**What is being asked**:
Please copy out, unchanged, the part of the items that opens with the line containing "Detect all instances of wing leading edge." and closes with the line containing "[0,84,167,251]", keeping both of those lines.

**Given data**:
• • • •
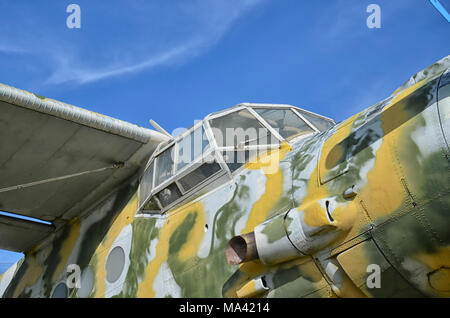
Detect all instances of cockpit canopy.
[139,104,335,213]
• • • •
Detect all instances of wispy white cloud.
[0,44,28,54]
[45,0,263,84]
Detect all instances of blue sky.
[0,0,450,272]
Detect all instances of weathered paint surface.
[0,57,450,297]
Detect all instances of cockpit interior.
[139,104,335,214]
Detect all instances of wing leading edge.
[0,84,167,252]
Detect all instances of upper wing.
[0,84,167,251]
• • • •
**Response**:
Detect all instances of wing leading edge.
[0,84,167,252]
Detect all instances of upper wing.
[0,84,167,251]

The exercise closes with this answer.